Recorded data
* * * * *
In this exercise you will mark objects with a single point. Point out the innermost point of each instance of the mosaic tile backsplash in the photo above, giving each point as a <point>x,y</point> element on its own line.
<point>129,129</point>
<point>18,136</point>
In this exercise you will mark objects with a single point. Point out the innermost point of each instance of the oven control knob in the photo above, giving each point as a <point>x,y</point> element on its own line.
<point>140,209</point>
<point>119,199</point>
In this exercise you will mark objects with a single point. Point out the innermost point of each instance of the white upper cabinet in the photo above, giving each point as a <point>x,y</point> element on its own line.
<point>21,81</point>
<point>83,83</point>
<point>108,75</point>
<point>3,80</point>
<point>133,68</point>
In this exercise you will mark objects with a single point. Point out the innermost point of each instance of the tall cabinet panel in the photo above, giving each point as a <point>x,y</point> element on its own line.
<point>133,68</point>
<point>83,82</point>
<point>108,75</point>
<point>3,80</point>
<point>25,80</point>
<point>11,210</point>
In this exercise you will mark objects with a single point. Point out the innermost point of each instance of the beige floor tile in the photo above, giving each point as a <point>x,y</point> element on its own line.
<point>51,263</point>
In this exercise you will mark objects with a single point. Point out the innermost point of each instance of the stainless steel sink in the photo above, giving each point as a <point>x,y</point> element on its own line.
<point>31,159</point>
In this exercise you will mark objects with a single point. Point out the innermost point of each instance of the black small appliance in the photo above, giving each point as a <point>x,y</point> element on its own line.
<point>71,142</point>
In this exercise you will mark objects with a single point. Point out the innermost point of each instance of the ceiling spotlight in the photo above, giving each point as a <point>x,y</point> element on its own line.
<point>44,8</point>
* * * * *
AIM OF THE EXERCISE: Exactly as they appear above, give the entries again.

TASK RESULT:
In this exercise you will mark objects with a single point. Point out the innermost point of each instance of the mosaic tile backsplash in the photo above, giving each point as a <point>x,y</point> element on its own line.
<point>129,129</point>
<point>18,136</point>
In this exercise you will mark objects with a single point. Point out the innermost point of each instance of the oven control knob in the photo above, giving each point as a <point>x,y</point> element on its own line.
<point>140,209</point>
<point>119,199</point>
In this exercise you will mark objects with a single point. Point out the innermost point of each instance of the white upper cabinet in the photo above, giving each point as a <point>x,y</point> element on its own line.
<point>21,81</point>
<point>83,83</point>
<point>108,75</point>
<point>3,80</point>
<point>133,68</point>
In this exercise you will mark objects with a single point. Point out the innermost point of each instance of the tall cabinet panel in the photo above, giving each point as a <point>x,y</point> element on its own line.
<point>133,68</point>
<point>83,82</point>
<point>108,75</point>
<point>3,80</point>
<point>25,80</point>
<point>11,210</point>
In this exercise you will mark objects with a single point. Point out the innermost point of each instance of the beige floor tile in the photo above, giving each point as a <point>x,y</point> element on its own line.
<point>51,263</point>
In this exercise you will mark objects with a single point. Point out the innermost point of each instance of the stainless steel sink in the photo above, giving each point as a <point>x,y</point> element on its own line.
<point>31,159</point>
In this exercise you will mark objects with a single point. Point out the innermost point of each instance of the black small appliance in the photo above, giving each point as a <point>x,y</point> element on its own line.
<point>71,142</point>
In this exercise you will mark objects with a single point. Point out the innermost point of each instance of the ceiling spotlight in the photo above, giving each point as a <point>x,y</point> element on its own line.
<point>44,8</point>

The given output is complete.